# RECORDED DATA start

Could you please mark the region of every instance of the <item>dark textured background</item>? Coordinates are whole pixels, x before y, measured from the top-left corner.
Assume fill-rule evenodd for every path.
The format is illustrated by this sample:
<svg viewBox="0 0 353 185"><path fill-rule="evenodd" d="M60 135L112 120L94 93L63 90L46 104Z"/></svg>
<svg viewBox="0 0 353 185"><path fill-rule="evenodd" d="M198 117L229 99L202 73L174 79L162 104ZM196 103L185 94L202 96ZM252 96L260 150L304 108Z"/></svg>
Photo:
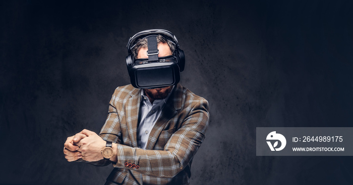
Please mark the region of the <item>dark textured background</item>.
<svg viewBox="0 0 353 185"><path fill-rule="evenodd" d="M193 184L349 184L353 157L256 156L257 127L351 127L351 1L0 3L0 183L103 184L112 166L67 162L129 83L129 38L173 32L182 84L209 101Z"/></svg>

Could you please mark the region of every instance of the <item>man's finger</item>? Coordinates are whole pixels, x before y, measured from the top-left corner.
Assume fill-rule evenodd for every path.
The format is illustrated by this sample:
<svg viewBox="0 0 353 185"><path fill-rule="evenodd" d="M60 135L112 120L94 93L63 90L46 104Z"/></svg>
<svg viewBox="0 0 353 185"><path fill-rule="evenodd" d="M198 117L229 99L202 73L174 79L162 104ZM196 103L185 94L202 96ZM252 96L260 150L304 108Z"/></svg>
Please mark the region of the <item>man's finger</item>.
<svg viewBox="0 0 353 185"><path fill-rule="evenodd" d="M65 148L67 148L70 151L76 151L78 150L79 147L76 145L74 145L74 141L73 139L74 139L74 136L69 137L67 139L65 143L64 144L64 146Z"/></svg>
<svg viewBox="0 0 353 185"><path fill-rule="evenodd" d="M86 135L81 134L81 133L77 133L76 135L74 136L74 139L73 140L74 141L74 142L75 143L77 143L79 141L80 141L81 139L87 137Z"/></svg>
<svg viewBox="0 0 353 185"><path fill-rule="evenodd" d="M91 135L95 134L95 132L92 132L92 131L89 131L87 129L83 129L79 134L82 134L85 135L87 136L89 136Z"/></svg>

# RECORDED DATA end
# RECORDED DATA start

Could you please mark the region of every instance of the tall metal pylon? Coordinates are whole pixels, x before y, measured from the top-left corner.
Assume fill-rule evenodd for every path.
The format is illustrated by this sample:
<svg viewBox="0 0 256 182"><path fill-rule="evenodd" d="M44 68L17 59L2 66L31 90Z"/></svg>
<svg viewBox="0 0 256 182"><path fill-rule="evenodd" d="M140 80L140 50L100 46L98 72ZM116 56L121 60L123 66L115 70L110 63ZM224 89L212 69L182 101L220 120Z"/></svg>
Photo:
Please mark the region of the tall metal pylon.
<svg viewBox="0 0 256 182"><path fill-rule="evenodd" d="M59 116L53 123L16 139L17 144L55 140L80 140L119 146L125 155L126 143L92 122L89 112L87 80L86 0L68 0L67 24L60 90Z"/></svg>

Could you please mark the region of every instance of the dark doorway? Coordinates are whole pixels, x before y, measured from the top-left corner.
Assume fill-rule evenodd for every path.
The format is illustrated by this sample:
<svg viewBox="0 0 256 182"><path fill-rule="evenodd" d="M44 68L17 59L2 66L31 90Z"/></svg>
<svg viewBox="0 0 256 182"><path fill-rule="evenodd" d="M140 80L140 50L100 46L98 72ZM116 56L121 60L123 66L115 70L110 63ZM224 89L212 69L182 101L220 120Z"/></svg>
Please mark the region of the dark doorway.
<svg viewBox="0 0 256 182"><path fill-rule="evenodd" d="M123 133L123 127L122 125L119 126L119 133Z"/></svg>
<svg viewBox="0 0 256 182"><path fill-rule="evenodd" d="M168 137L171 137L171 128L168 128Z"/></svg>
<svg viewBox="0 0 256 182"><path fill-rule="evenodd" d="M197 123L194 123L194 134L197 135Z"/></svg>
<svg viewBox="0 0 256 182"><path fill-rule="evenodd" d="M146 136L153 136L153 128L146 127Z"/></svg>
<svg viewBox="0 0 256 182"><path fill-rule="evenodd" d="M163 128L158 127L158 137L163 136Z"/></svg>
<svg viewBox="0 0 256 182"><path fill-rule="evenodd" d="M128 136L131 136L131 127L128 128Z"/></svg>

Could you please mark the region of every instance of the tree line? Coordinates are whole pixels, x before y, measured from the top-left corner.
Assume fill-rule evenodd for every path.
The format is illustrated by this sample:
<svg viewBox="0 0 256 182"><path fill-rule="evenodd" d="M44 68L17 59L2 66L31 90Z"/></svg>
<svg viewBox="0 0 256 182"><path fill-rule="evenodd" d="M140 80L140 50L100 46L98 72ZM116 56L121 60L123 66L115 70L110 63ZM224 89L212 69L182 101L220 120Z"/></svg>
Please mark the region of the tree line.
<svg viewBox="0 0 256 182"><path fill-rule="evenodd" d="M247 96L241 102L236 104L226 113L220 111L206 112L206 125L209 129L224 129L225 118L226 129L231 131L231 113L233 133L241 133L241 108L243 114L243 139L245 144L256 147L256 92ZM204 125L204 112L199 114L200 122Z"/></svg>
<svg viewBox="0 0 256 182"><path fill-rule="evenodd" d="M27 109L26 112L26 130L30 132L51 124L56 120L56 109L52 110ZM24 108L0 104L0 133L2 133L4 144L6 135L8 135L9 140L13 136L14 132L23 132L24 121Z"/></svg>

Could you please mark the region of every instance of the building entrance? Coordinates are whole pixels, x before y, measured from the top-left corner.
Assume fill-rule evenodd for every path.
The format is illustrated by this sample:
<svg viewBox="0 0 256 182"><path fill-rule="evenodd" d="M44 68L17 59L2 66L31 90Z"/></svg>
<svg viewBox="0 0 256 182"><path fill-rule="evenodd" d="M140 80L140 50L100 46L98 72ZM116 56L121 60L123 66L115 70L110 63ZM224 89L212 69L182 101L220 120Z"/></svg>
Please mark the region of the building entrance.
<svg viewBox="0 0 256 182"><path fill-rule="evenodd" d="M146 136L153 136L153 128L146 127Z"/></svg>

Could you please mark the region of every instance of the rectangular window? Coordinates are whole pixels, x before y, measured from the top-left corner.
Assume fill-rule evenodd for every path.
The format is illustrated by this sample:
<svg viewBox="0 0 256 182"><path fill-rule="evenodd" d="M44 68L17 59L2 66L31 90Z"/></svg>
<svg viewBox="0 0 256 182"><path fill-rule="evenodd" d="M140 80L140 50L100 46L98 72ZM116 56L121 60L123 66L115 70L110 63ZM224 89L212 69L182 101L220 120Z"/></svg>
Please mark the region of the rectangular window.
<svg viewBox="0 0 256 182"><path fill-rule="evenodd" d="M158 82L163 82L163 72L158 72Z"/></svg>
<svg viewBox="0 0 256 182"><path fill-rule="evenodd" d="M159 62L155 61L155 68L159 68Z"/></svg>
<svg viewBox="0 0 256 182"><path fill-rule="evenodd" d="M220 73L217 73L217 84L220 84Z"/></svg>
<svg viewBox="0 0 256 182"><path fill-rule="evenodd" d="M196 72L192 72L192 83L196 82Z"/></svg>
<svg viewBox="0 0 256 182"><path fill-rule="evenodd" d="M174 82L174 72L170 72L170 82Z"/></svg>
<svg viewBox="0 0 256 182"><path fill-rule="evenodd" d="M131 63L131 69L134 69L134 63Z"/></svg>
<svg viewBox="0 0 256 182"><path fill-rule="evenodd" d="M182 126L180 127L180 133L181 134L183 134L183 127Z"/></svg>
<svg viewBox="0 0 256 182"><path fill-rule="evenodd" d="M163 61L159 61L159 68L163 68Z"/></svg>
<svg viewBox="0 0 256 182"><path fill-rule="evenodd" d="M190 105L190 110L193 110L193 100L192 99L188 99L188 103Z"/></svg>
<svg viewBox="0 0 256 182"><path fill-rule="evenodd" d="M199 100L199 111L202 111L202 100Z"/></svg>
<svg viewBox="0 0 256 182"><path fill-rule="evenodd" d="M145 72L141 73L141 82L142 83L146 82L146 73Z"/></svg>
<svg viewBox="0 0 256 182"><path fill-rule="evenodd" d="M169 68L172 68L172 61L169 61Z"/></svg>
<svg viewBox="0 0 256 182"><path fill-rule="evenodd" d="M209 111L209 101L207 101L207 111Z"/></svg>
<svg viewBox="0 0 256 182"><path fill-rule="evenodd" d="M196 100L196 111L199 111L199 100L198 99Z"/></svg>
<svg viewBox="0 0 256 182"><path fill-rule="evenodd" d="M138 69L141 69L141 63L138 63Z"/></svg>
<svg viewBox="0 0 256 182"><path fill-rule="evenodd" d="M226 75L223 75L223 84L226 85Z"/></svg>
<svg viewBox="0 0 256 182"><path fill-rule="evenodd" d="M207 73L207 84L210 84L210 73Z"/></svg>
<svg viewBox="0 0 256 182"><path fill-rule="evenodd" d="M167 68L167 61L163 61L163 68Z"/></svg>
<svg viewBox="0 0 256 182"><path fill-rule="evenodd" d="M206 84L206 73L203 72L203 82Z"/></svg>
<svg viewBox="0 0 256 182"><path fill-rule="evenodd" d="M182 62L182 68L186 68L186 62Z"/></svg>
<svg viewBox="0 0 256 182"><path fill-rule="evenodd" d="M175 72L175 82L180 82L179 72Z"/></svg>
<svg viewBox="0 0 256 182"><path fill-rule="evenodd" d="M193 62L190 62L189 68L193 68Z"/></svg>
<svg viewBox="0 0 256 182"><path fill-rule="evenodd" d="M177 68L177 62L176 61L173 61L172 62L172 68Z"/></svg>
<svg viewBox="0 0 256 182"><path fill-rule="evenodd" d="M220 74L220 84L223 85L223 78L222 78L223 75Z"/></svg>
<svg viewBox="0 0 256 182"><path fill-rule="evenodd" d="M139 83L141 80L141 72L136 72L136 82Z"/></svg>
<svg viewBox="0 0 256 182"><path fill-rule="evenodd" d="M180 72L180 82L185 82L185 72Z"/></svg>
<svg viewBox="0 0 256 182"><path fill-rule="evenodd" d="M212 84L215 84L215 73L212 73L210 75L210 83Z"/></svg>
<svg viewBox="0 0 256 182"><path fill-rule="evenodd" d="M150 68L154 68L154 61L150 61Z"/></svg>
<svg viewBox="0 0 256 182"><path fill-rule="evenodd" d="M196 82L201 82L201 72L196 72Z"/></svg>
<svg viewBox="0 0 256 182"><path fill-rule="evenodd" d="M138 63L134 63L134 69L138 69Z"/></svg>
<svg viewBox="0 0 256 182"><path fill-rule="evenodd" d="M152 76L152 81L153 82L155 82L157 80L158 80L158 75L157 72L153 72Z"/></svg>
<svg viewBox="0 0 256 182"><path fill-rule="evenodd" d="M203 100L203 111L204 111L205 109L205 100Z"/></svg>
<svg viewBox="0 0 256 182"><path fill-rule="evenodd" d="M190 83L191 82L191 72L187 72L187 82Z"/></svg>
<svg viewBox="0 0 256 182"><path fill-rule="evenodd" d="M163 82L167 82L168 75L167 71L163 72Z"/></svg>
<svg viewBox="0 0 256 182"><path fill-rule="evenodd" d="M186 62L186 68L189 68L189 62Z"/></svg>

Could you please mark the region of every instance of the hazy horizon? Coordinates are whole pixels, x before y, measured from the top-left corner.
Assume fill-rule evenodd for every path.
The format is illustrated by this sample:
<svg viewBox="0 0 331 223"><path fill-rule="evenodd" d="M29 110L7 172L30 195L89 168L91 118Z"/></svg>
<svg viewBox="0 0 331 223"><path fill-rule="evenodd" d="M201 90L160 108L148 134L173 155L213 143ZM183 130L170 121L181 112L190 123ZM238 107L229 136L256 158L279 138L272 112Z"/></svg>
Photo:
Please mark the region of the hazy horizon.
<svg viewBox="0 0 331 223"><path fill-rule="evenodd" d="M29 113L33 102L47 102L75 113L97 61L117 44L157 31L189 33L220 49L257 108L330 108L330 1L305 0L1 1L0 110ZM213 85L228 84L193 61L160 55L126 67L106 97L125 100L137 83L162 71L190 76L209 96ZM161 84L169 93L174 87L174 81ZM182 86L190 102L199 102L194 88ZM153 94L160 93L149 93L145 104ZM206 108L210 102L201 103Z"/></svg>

# RECORDED DATA end
# RECORDED DATA start

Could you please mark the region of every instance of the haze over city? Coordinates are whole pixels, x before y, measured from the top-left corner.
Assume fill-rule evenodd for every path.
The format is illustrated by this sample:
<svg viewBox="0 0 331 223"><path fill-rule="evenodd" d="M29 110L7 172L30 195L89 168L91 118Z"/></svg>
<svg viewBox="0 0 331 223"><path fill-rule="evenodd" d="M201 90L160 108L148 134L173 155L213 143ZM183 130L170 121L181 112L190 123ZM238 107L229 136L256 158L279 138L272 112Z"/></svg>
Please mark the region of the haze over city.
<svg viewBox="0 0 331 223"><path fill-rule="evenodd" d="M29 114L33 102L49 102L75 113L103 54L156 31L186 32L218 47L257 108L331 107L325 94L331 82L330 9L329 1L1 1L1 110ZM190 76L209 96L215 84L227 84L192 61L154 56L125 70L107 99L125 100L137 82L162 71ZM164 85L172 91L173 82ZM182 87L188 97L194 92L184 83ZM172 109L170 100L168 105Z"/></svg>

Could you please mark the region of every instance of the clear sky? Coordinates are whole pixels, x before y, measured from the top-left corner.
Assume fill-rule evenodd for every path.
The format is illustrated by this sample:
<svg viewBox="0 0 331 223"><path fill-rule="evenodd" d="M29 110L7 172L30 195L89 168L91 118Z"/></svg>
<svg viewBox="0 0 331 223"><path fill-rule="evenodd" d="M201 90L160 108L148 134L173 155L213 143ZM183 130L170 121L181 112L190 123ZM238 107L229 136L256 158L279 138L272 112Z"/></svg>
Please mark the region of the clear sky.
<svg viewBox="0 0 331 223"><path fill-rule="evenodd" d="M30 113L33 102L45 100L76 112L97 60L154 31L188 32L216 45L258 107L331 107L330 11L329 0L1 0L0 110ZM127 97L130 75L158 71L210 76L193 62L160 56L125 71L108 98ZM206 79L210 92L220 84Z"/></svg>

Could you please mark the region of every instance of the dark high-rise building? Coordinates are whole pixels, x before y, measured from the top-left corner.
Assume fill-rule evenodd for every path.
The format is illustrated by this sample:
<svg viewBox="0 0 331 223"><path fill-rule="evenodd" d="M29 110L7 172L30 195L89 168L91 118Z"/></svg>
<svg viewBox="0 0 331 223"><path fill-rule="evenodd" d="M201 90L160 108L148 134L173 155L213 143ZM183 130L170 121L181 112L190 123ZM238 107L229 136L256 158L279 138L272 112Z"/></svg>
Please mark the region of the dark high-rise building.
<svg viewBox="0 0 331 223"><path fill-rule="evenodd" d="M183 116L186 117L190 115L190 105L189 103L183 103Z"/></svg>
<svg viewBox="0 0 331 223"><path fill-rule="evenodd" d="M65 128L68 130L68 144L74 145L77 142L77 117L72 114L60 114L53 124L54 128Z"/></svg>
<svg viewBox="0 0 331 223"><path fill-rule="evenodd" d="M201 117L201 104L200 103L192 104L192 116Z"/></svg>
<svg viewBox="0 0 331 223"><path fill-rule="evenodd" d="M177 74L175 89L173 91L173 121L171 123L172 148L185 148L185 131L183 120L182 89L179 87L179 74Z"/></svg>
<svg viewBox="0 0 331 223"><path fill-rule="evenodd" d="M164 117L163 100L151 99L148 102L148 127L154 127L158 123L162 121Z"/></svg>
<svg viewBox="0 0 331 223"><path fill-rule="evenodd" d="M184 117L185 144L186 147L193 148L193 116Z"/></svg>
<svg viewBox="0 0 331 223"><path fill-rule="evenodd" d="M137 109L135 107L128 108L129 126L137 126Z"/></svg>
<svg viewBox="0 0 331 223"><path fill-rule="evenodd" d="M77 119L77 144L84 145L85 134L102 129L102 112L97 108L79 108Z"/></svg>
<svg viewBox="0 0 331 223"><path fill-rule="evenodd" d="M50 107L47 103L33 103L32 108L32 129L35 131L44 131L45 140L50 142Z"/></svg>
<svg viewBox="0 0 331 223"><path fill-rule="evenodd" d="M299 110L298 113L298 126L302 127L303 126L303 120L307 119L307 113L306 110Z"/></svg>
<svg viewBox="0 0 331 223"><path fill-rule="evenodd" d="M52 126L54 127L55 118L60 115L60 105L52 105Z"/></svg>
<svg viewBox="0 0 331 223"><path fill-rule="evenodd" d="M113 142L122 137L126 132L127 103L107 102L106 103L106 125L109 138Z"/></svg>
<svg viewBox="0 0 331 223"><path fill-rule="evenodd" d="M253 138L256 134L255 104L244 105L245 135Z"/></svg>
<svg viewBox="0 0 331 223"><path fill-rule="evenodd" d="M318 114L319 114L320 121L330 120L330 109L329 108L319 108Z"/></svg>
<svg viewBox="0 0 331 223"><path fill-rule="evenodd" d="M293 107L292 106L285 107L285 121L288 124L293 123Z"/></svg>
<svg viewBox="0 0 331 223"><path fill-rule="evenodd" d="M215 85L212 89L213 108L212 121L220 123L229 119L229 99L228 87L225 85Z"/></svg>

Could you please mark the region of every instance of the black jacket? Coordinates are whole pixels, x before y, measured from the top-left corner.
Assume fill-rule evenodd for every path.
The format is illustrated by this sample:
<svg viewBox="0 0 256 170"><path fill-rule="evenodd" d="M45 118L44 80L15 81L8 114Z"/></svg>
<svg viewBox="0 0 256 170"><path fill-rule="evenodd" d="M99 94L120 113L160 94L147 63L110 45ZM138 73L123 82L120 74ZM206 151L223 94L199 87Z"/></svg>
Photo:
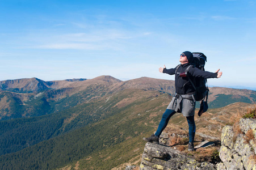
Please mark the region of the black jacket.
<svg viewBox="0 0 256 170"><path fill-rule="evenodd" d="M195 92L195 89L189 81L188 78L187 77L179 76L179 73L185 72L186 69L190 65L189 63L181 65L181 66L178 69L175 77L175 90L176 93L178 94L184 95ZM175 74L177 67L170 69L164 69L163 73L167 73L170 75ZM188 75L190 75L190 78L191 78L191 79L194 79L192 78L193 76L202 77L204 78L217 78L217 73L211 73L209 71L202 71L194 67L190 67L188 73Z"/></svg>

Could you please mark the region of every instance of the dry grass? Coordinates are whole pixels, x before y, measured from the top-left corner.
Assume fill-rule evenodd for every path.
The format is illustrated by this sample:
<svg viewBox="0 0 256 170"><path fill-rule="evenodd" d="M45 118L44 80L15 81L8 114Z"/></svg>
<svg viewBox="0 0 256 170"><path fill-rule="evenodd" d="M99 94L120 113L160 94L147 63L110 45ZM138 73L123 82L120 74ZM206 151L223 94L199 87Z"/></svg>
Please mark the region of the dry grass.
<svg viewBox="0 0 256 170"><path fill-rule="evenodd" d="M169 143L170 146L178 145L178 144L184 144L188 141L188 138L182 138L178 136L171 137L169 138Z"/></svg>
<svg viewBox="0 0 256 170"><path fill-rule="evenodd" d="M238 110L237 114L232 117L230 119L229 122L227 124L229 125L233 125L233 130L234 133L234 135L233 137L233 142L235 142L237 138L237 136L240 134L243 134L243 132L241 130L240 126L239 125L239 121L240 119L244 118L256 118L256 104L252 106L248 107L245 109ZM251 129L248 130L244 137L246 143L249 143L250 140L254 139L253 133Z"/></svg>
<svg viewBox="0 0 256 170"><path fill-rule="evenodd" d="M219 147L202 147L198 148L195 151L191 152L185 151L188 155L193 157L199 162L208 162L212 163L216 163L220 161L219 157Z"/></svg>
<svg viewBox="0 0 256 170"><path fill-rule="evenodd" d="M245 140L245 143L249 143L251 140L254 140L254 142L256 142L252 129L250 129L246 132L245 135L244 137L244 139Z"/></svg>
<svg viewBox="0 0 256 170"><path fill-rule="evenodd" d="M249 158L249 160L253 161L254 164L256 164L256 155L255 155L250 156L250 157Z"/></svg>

# RECORDED DATA end

**DIRECTIVE**: Find each line above that contains the word "background", and copy every such line in full.

**COMPLETED EXERCISE**:
Could you please mark the region of every instance of the <item>dark textured background</item>? Coordinates are whole pixels, x before y, measured from the top-left corner.
Please mark the region of the <item>dark textured background</item>.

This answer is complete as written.